Problem details →
Produce an exact copy of the lines from the line containing "Reviewer note: confirm that every instance of the baby's nose" through the last line of the entries below, and only those lines.

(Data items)
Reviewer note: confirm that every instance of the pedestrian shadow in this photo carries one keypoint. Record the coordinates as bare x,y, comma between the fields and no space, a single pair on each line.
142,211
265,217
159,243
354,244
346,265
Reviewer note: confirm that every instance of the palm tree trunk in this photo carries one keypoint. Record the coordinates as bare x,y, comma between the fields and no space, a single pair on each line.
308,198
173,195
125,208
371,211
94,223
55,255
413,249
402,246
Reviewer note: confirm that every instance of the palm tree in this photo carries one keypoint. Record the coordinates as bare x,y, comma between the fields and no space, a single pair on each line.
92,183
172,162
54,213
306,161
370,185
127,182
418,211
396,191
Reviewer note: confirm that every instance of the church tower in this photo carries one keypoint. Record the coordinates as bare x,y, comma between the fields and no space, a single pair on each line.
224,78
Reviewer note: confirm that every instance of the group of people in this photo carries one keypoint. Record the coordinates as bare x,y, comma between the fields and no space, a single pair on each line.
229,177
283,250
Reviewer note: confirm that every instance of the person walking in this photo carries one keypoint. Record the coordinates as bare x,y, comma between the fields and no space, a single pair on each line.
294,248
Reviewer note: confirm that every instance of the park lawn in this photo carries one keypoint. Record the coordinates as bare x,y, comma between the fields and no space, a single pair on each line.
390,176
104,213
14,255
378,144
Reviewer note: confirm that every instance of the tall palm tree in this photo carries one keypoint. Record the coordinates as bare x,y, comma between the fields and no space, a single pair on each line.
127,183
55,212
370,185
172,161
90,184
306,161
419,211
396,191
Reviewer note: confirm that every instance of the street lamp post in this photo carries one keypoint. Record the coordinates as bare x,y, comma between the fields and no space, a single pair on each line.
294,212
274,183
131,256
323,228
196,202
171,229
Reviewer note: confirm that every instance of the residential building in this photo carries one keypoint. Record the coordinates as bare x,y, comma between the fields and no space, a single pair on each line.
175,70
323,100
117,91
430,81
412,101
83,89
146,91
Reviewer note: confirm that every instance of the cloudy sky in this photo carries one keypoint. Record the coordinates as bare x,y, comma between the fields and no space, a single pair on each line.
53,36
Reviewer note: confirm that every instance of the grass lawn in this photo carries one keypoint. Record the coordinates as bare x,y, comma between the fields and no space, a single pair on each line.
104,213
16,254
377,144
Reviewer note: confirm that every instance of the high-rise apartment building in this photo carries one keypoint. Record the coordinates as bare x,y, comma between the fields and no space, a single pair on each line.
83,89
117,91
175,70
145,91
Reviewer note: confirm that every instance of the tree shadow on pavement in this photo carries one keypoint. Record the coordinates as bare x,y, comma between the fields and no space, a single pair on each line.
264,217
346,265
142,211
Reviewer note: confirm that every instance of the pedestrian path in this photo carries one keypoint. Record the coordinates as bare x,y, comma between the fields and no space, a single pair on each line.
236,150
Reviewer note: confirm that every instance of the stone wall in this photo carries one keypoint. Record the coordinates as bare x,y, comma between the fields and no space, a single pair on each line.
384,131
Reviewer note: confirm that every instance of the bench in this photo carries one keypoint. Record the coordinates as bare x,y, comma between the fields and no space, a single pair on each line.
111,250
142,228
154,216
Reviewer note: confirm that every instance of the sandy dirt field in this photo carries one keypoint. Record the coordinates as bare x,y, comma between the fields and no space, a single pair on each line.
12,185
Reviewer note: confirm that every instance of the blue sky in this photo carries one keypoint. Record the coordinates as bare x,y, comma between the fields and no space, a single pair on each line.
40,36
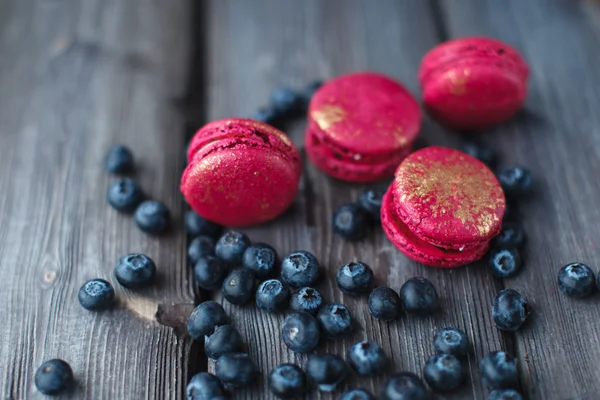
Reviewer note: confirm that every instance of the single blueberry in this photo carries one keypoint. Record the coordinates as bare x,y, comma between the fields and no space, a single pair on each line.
261,259
125,195
152,217
265,114
384,304
96,294
231,247
350,222
451,341
403,386
355,278
238,287
236,369
326,370
119,160
515,181
511,236
576,280
506,394
287,381
285,101
209,273
205,318
272,296
201,246
443,372
356,394
498,370
307,299
505,263
54,377
204,386
195,226
335,320
300,332
222,340
481,153
135,271
367,358
370,202
299,269
419,296
509,310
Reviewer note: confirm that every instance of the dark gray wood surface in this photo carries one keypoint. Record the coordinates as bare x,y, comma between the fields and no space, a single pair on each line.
76,77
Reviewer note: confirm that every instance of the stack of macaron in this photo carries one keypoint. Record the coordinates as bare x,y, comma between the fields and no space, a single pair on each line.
443,207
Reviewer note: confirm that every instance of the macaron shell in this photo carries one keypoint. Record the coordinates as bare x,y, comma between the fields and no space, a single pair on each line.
366,113
418,250
353,171
448,198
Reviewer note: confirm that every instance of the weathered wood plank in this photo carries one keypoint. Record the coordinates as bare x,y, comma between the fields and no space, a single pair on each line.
296,43
558,138
76,77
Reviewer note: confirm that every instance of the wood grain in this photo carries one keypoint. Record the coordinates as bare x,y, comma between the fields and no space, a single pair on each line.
298,42
75,78
558,138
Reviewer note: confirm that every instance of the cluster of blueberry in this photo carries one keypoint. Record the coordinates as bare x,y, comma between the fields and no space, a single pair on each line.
126,195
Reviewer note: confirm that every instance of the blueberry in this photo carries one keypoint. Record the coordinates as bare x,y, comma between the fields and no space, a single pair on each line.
287,381
515,181
266,114
576,280
498,371
119,160
505,263
204,386
236,369
272,296
205,318
307,299
511,236
326,370
238,287
300,332
419,296
200,247
222,340
335,320
367,358
300,269
53,377
370,202
355,278
350,222
451,341
481,153
443,372
195,226
96,294
285,101
261,259
209,273
152,217
124,195
356,394
135,271
506,394
509,310
403,386
231,247
384,304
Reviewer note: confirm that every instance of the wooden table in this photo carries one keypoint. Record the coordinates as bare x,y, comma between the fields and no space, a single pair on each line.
78,76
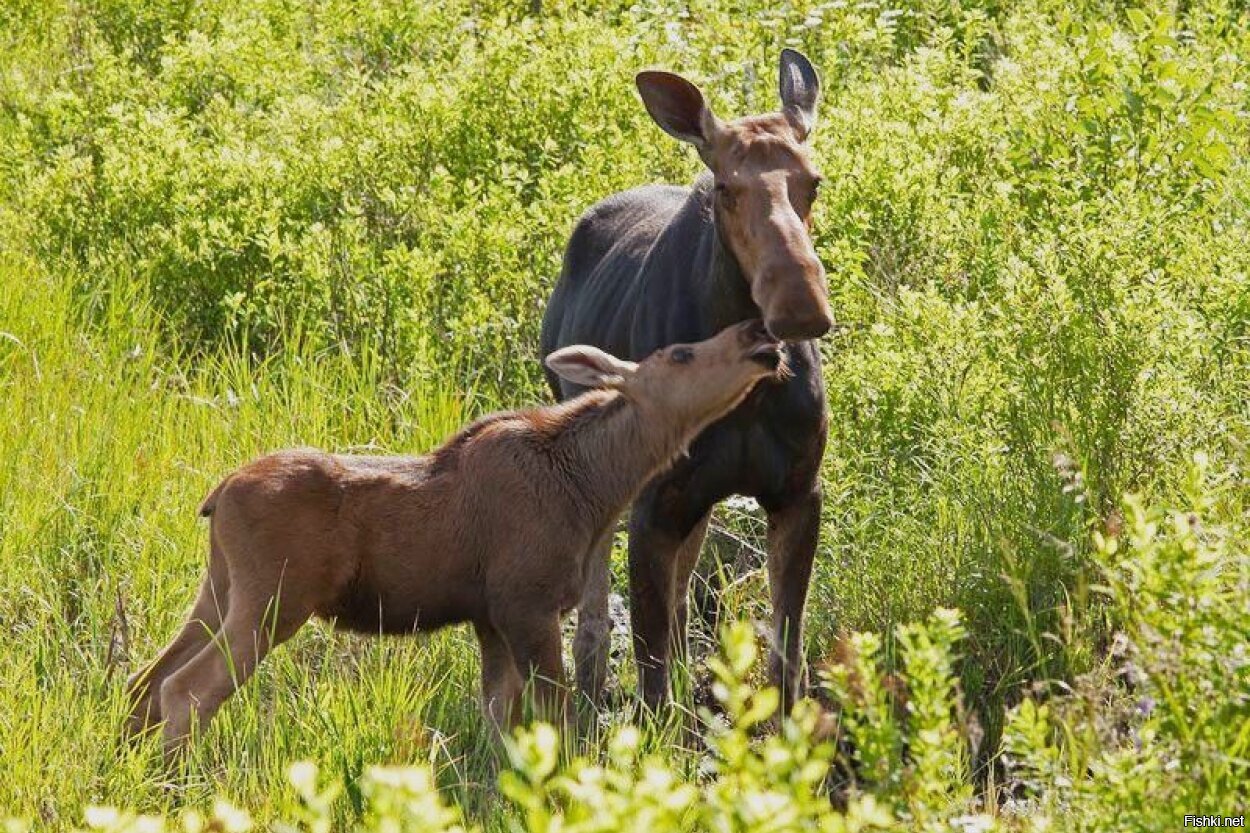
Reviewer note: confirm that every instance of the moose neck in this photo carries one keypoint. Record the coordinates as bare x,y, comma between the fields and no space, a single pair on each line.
726,293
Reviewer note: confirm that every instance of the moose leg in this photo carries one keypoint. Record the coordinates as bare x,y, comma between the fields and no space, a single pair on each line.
196,691
594,624
143,687
500,682
656,544
794,528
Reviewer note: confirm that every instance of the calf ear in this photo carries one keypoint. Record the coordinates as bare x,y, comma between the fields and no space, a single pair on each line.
679,108
800,90
590,367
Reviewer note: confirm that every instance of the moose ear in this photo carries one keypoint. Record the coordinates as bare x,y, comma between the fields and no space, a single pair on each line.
800,90
590,367
679,108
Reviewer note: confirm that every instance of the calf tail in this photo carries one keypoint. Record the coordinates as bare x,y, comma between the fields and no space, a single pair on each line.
210,503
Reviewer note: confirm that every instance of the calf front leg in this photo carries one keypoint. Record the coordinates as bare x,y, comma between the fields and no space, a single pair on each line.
794,529
590,644
538,652
500,682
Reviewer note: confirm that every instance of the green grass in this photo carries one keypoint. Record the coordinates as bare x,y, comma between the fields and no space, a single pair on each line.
234,227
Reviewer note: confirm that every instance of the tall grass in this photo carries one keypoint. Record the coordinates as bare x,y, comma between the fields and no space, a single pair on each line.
233,227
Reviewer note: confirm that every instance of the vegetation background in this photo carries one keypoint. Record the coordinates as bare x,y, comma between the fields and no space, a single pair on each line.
234,225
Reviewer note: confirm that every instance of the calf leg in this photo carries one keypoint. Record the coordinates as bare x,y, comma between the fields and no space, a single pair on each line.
143,687
536,648
500,682
590,644
655,549
794,528
194,693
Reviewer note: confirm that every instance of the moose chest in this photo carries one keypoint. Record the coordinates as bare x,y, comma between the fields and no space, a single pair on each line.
769,449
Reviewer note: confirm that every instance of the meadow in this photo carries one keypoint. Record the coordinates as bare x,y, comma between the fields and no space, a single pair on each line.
235,225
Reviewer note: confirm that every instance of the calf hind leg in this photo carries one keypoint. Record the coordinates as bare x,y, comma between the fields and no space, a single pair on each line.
590,644
143,687
196,691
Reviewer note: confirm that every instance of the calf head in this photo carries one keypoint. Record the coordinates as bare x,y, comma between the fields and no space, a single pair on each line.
688,385
765,184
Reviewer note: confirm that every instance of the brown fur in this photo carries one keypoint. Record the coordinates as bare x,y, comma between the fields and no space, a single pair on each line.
765,189
491,528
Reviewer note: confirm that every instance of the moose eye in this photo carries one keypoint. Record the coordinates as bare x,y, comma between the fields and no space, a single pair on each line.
681,355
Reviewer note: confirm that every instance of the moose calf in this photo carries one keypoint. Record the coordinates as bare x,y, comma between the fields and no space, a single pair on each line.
495,528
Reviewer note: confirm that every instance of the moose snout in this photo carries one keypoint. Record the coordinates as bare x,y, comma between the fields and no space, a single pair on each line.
795,305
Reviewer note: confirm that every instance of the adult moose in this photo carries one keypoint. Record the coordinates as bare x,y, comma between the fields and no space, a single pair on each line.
660,264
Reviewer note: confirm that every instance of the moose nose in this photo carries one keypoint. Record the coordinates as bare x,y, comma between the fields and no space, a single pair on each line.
754,332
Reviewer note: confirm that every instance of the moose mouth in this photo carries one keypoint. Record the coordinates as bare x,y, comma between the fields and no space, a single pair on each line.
768,354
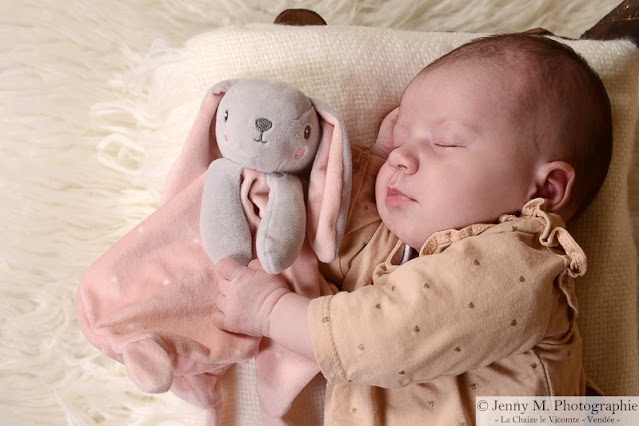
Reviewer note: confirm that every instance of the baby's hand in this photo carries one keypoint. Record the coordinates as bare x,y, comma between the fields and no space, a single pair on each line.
247,297
384,144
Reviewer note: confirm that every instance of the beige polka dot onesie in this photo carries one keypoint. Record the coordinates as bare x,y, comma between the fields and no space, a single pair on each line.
486,310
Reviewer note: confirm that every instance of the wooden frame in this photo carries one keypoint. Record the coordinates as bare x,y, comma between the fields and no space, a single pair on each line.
621,22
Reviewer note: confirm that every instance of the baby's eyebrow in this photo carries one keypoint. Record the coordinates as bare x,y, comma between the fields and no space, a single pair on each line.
448,123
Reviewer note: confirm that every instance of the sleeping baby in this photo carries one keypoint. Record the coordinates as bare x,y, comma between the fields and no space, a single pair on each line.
456,269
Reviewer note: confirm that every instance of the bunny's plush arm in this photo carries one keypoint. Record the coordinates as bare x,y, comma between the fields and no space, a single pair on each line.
283,228
223,226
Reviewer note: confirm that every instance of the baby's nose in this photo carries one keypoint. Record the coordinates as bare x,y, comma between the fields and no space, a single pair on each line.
263,124
402,160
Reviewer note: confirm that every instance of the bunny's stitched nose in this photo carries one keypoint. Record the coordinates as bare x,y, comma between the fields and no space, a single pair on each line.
263,124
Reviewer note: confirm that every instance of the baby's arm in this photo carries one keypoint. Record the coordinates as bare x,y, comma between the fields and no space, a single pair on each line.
259,304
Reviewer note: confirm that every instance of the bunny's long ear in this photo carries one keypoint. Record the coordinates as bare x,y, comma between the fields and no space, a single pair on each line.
200,147
330,186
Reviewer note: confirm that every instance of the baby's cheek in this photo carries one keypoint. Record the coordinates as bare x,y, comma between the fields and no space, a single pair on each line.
299,152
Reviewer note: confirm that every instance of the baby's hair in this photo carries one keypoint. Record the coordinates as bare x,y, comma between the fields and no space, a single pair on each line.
562,88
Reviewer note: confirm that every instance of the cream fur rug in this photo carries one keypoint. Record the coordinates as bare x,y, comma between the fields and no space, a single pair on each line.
65,66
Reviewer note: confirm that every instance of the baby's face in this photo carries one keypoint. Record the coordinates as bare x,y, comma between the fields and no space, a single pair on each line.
459,157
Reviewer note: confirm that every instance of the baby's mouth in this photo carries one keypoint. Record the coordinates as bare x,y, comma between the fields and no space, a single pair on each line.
395,197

Expected answer →
Reviewer note: confirm that every instance of the baby's nose in this photo carries one keypoint. Record the coordinates as bare x,y, comma between the fields and no space, a single pair on each line.
263,124
402,160
Reviewer note: confirm that every instance of the bunny's stitched nose in this photo carries one keypoint. Record the coordinates as bare x,y, comma between the fields and no space, a single pair on each line.
263,124
Reviewer note: confirm that every instance of the baby's arm in this photo carries one keypoint. Record the coordinates as bare x,y, comma between the fields and no space, a single pair on each line.
259,304
Reviewer note: confirm that every instance of the bunny's long ear in this photo carries one keypoint. Record the coordinates as bare x,y, comma between the fields and no space, a single pair on each line.
200,147
330,186
Reviewer note: confirm that every instance of the baby's cheek in this photo carries one keypoint. Record the coordinates as bare x,y, comma between the fields and no space, a single pair on each line.
299,152
Reviewer note: confirm that every instance of the baby's hair in this photo carries one keypoint. Record the coordinates as bare x,y, comma between the fields and no space, a single pair on each line.
562,88
Reviewer note: confirm that every instance of the cream fur rug in this photo carries one keypoint. Record the coordinates as bare x,y, comma between the fields and no space, a single pair on each line.
65,66
Reviewer note: confirm that every instance of the baby's face in this photo carries one keypoint. Record the coordinates as bare x,y, comma between the fields and no space, a single pair on each line.
459,157
Reviewer note: confirm that every instance of the baby's mouth in this photo carries one keypoint. Record the coordinates as bare x,y, comma between the fields and no space, a single pair on each line.
395,197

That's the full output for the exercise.